#### TASK DESCRIPTION:
Render the material below as a Markdown table with the columns Row and Line, numbering each line and leaving out blank lines. Include only the lines starting with the line that contains "The locate routine indicates the lion's front" and going on through the line that contains "x=580 y=418".

..........

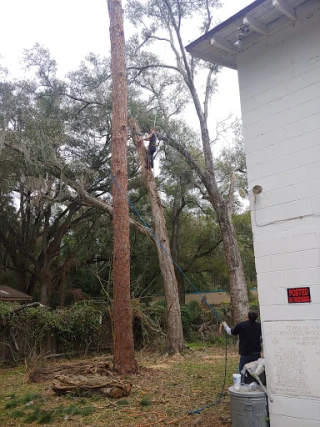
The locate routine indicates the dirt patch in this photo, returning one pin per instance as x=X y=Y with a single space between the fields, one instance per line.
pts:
x=162 y=394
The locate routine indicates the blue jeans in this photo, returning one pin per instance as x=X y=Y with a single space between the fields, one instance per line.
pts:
x=247 y=359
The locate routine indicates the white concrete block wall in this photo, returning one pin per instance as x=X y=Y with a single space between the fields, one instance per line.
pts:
x=279 y=81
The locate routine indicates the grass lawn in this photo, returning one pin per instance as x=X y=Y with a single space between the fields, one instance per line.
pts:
x=162 y=394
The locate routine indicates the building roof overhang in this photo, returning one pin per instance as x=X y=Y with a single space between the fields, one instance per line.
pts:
x=260 y=19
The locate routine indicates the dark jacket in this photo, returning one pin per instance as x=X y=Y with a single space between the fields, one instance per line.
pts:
x=249 y=337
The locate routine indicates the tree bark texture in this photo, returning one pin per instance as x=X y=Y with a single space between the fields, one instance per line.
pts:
x=174 y=244
x=123 y=358
x=174 y=336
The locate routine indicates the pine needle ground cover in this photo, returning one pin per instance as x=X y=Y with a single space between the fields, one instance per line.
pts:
x=163 y=393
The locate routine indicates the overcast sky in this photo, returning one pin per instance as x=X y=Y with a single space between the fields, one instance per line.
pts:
x=72 y=28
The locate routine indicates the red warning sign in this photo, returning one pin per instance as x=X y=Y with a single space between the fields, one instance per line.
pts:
x=297 y=295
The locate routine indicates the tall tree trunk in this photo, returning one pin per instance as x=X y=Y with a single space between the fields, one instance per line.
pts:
x=174 y=244
x=123 y=357
x=174 y=338
x=238 y=285
x=64 y=270
x=45 y=275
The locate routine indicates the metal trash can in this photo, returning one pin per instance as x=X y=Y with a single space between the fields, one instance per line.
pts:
x=248 y=408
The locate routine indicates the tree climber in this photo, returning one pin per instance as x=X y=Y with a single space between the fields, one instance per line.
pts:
x=152 y=147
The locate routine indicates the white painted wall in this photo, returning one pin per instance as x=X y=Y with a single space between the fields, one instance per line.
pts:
x=279 y=81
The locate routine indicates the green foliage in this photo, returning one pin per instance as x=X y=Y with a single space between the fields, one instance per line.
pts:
x=5 y=309
x=146 y=401
x=80 y=322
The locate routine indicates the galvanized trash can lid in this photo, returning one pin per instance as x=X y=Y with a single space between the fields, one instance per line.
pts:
x=246 y=391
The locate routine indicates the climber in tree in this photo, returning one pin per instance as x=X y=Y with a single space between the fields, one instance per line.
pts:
x=152 y=147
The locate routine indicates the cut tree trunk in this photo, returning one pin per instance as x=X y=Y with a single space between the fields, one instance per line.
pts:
x=174 y=337
x=123 y=359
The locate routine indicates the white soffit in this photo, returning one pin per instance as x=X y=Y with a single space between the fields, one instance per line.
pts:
x=261 y=18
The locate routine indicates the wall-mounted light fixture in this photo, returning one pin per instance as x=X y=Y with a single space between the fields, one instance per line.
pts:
x=243 y=31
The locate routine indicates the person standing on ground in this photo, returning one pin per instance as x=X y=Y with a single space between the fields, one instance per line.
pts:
x=250 y=336
x=152 y=147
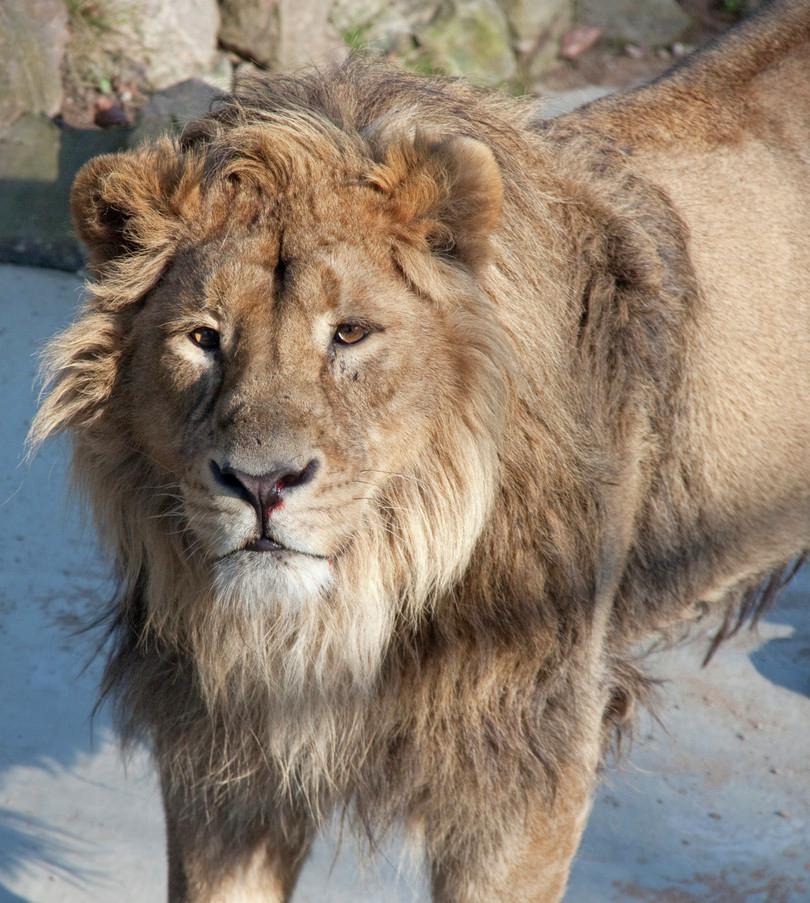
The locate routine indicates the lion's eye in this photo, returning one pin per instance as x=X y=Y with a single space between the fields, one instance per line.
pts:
x=350 y=333
x=205 y=338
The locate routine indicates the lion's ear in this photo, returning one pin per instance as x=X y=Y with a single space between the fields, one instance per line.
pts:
x=119 y=202
x=445 y=192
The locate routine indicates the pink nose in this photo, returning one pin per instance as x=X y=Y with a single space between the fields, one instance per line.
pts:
x=265 y=491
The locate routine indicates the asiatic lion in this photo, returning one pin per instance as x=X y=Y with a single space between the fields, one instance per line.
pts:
x=406 y=414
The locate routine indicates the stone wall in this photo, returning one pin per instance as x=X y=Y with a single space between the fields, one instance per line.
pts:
x=81 y=76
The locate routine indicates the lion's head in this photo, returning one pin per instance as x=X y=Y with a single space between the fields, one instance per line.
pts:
x=287 y=385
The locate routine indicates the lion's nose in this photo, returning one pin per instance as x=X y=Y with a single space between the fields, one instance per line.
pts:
x=264 y=491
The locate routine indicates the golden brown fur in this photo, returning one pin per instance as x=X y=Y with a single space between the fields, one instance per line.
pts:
x=579 y=416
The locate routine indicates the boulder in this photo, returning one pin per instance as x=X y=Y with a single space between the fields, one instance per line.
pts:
x=169 y=110
x=281 y=34
x=469 y=38
x=650 y=23
x=251 y=28
x=33 y=35
x=536 y=27
x=38 y=161
x=306 y=35
x=165 y=42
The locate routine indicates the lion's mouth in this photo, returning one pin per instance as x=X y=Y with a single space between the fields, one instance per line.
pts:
x=269 y=544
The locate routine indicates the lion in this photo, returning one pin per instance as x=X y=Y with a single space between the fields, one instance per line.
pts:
x=406 y=414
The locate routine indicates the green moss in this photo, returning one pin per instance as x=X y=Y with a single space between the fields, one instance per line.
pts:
x=356 y=38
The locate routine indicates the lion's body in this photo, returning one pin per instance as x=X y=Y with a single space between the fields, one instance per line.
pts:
x=580 y=411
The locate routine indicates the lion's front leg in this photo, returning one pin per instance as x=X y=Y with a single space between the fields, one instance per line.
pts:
x=527 y=862
x=226 y=856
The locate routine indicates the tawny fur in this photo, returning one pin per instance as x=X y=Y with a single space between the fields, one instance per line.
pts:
x=580 y=418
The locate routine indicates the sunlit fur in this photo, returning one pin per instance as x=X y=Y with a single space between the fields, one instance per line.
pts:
x=562 y=463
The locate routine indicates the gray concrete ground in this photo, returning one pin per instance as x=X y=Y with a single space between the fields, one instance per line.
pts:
x=712 y=806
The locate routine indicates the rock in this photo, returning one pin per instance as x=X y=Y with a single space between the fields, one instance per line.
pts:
x=468 y=38
x=390 y=29
x=281 y=34
x=580 y=40
x=166 y=42
x=169 y=110
x=649 y=23
x=38 y=161
x=251 y=28
x=33 y=36
x=536 y=27
x=306 y=35
x=557 y=103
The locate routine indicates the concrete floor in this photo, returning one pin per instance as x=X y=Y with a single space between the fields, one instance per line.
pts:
x=712 y=806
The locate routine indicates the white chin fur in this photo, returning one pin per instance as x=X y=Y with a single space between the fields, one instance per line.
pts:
x=266 y=580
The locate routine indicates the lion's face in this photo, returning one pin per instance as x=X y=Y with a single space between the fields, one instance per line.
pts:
x=312 y=377
x=283 y=383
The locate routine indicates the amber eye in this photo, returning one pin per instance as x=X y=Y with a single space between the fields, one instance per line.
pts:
x=205 y=338
x=350 y=333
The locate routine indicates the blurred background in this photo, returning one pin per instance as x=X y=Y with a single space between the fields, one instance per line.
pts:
x=81 y=77
x=712 y=803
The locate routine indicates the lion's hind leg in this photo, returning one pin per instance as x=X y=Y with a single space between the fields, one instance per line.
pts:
x=220 y=859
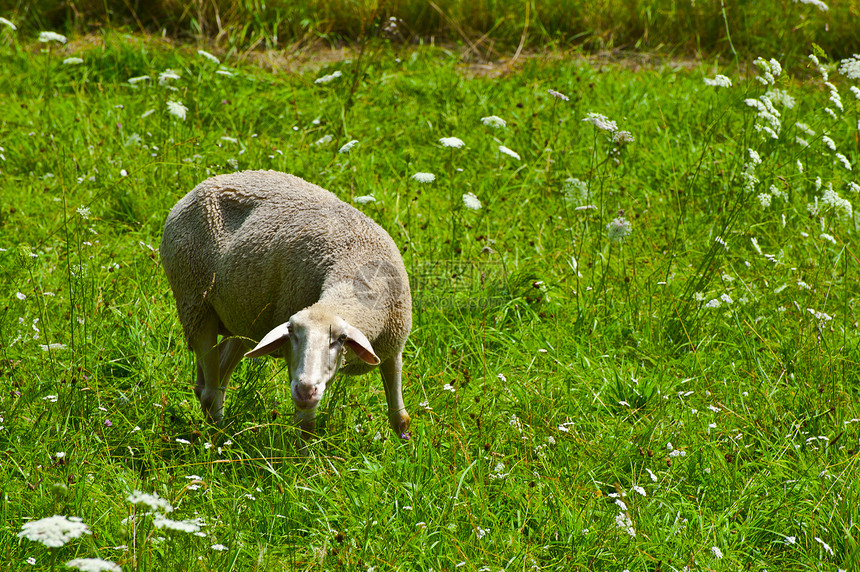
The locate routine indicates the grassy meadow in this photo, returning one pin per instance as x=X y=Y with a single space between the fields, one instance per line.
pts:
x=639 y=353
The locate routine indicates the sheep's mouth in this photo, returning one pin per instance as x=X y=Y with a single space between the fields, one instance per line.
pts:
x=305 y=404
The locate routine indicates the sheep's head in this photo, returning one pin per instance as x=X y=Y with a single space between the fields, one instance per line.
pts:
x=315 y=341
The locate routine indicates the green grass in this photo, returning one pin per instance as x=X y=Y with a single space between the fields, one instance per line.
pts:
x=580 y=367
x=486 y=28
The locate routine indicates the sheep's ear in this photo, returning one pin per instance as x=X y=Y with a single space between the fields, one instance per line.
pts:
x=271 y=341
x=357 y=342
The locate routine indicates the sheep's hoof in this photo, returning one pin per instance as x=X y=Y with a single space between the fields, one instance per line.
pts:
x=212 y=404
x=400 y=422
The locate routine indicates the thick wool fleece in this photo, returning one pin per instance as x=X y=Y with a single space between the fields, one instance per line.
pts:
x=255 y=247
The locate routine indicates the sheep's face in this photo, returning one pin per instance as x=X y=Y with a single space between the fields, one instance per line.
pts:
x=316 y=341
x=314 y=357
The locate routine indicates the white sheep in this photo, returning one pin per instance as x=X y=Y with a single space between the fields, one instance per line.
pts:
x=262 y=255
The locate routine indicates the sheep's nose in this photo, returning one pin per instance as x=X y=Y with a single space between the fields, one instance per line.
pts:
x=306 y=396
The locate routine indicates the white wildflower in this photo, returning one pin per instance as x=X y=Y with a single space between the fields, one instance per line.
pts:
x=454 y=142
x=832 y=198
x=424 y=177
x=93 y=565
x=834 y=96
x=717 y=552
x=348 y=146
x=46 y=37
x=755 y=159
x=54 y=531
x=850 y=67
x=719 y=81
x=600 y=121
x=328 y=78
x=471 y=201
x=820 y=316
x=618 y=229
x=166 y=76
x=622 y=137
x=805 y=128
x=622 y=520
x=493 y=121
x=509 y=152
x=176 y=109
x=209 y=56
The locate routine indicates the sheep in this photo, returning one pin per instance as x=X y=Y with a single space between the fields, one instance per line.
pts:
x=263 y=255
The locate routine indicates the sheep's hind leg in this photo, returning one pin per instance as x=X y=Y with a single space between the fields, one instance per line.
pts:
x=231 y=351
x=391 y=370
x=208 y=388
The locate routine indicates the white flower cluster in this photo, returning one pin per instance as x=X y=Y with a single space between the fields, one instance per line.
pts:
x=618 y=229
x=770 y=70
x=718 y=81
x=454 y=142
x=493 y=121
x=768 y=114
x=471 y=201
x=831 y=198
x=600 y=121
x=781 y=97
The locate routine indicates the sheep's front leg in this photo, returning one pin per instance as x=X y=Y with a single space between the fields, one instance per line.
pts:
x=208 y=388
x=391 y=370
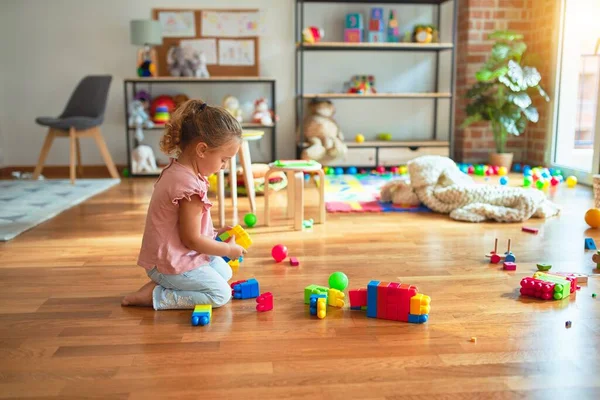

..........

#### EXPECTED OUTPUT:
| Row | Line |
|---|---|
| 1 | The locate routine indicates the lion's front leg in this photo, returning one pin per instance as x=X y=Y with a single space between the fields, one instance per line. |
| 2 | pts: |
| 3 | x=527 y=862 |
| 4 | x=226 y=856 |
| 5 | The locate routine indicates the tawny fur in this photo, returning one pin per instance as x=X y=Y with a single space between the fields, one instance per line. |
| 6 | pts: |
| 7 | x=580 y=418 |